begin RECORDS FOR THIS TASK

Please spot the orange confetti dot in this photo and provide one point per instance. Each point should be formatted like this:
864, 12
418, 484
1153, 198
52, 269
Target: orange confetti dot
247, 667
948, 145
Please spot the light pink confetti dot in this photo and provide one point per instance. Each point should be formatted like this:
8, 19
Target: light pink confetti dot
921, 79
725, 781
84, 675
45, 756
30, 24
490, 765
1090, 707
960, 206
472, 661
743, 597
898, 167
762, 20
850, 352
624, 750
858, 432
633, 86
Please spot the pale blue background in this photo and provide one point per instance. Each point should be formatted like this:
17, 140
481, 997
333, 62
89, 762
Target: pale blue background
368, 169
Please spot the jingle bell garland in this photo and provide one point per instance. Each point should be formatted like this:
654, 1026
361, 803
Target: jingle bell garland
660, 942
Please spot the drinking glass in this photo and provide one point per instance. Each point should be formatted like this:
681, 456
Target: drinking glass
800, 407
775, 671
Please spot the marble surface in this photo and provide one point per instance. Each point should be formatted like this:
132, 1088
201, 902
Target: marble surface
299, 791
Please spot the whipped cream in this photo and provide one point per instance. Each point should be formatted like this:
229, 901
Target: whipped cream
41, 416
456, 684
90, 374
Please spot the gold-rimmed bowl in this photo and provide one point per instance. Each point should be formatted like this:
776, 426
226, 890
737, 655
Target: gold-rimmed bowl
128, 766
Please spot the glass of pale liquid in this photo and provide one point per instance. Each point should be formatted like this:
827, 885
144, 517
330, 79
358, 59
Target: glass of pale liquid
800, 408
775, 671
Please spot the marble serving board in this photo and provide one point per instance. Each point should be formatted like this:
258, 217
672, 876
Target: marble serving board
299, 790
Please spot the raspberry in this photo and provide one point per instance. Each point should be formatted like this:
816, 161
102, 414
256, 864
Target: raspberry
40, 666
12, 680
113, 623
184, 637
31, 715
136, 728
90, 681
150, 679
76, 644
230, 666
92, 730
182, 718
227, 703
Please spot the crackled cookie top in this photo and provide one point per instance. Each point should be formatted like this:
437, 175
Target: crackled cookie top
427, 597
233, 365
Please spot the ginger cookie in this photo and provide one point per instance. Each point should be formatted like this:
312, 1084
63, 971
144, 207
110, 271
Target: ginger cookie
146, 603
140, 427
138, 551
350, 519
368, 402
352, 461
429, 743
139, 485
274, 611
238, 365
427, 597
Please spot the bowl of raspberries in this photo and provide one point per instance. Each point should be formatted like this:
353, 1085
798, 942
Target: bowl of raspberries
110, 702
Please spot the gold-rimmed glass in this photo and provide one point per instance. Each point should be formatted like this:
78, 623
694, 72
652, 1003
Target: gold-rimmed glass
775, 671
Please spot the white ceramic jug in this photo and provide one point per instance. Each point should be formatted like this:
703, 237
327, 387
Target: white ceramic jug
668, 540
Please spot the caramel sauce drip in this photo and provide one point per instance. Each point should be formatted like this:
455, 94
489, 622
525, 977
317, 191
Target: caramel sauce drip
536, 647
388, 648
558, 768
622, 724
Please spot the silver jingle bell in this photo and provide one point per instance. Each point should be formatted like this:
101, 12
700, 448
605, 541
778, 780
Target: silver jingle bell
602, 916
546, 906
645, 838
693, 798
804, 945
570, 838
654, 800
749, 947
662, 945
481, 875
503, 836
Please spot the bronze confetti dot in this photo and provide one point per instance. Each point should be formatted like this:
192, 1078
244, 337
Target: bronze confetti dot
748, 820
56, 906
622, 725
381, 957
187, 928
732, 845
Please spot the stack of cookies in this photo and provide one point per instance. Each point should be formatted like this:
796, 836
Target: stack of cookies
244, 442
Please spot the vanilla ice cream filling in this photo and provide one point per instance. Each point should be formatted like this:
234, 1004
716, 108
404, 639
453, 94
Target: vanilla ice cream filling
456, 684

end RECORDS FOR THIS TASK

*YOUR GOAL:* Can you express the listing as a Markdown table with the columns Row and Text, from the line containing "Please spot the ginger" through the end of the listing, both ends included and blank lines left out?

*COMPLETED TASK:*
| Row | Text |
|---|---|
| 1 | Please spot the ginger cookie in this photo and provide one point per instance. Each point should be formatted like this: |
| 2 | 312, 1084 |
| 3 | 63, 971 |
| 4 | 144, 207 |
| 5 | 110, 271 |
| 6 | Target: ginger cookie |
| 7 | 146, 603 |
| 8 | 140, 427 |
| 9 | 138, 551 |
| 10 | 350, 519 |
| 11 | 368, 402 |
| 12 | 352, 461 |
| 13 | 429, 743 |
| 14 | 139, 485 |
| 15 | 274, 611 |
| 16 | 238, 365 |
| 17 | 427, 597 |
| 18 | Please spot the bowl of raspberries in this photo and provide one point per instance. Each point should be formatted like this: |
| 19 | 353, 1085 |
| 20 | 798, 942 |
| 21 | Target: bowl of raspberries |
| 22 | 110, 702 |
| 23 | Please spot the gold-rimmed glass in this photo and provide one point per instance. Each point should be formatted like this: |
| 24 | 78, 623 |
| 25 | 694, 72 |
| 26 | 652, 1003 |
| 27 | Target: gold-rimmed glass |
| 28 | 775, 671 |
| 29 | Please spot the white ceramic jug in this photo and provide one point per instance. Each point should be formatted like this: |
| 30 | 703, 237 |
| 31 | 327, 387 |
| 32 | Target: white ceramic jug |
| 33 | 668, 540 |
| 34 | Please spot the caramel sauce drip in this photo and provide one point per instance. Each point should be formatted like this: |
| 35 | 455, 94 |
| 36 | 489, 622 |
| 37 | 525, 977 |
| 38 | 317, 191 |
| 39 | Target: caramel sauce drip |
| 40 | 536, 647 |
| 41 | 388, 648 |
| 42 | 558, 768 |
| 43 | 622, 724 |
| 44 | Please spot the silver jingle bell in this photo and provide one point per instance. Each point should be formatted like this: |
| 45 | 101, 12 |
| 46 | 700, 448 |
| 47 | 605, 541 |
| 48 | 778, 780 |
| 49 | Target: silver jingle bell |
| 50 | 602, 916 |
| 51 | 546, 906 |
| 52 | 645, 838 |
| 53 | 693, 798 |
| 54 | 804, 945 |
| 55 | 570, 838 |
| 56 | 654, 800 |
| 57 | 749, 947 |
| 58 | 662, 945 |
| 59 | 481, 875 |
| 60 | 503, 836 |
| 61 | Please spot the bronze confetti dot in this photo and provide one point per instance. Each point should be formatted like this: |
| 62 | 192, 1078 |
| 63 | 244, 337 |
| 64 | Target: bronze confetti dot |
| 65 | 748, 820 |
| 66 | 56, 906 |
| 67 | 622, 725 |
| 68 | 381, 957 |
| 69 | 187, 928 |
| 70 | 732, 845 |
| 71 | Please spot the stack of cookies in this photo and provide one point per instance. Each point should be formatted like this: |
| 72 | 796, 836 |
| 73 | Target: stack of cookies |
| 74 | 244, 442 |
| 75 | Please spot the vanilla ice cream filling in this photo and provide one point per instance. Each point should be formatted like this: |
| 76 | 234, 1004 |
| 77 | 716, 108 |
| 78 | 404, 639 |
| 79 | 453, 94 |
| 80 | Target: vanilla ice cream filling |
| 81 | 456, 684 |